▽
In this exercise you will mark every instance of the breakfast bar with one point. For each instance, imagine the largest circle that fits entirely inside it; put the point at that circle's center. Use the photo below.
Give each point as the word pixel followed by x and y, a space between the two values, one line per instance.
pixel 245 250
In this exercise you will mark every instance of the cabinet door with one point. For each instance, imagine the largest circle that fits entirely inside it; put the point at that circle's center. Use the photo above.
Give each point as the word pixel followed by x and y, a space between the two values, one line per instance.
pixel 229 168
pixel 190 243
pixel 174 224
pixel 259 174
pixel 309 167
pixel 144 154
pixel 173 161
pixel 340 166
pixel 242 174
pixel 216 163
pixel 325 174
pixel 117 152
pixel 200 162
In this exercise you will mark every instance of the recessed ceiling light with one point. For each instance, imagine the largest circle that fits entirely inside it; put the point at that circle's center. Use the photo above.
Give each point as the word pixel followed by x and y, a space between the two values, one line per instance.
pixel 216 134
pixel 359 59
△
- _GIVEN REQUEST_: Reproduce the listing above in full, substituting "kitchen island" for "breakfast bar" and leaving every other part unchanged.

- _SOLUTION FOR THIS TASK_:
In this exercise you will mark every instance of the kitchen island with one point. For each instance, imagine the largest circle that fits entirely inside it; put the point at that circle's center. Use the photo below.
Give each point as the word pixel followed by x and y, a space between the two values, one line per instance.
pixel 245 250
In this exercise you will mark every instance of the cabinet door with one point. For each instance, imagine the largest circle that fits entirely inside it; put the point at that circle's center. Use the photo above.
Give each point as the word pixel followed by x and y, a space between the two values, one line per instance.
pixel 229 168
pixel 190 243
pixel 174 224
pixel 259 174
pixel 309 167
pixel 144 154
pixel 173 161
pixel 340 166
pixel 242 174
pixel 216 163
pixel 325 174
pixel 117 152
pixel 200 162
In this exercise you will mark every instance of the recessed ceiling light with one point. For each instance, imagine the largest circle that fits entirely inside it; put the point at that circle's center. Use the photo above.
Give each point as the word pixel followed by x and y, a space between the two values, one line per instance.
pixel 216 134
pixel 359 59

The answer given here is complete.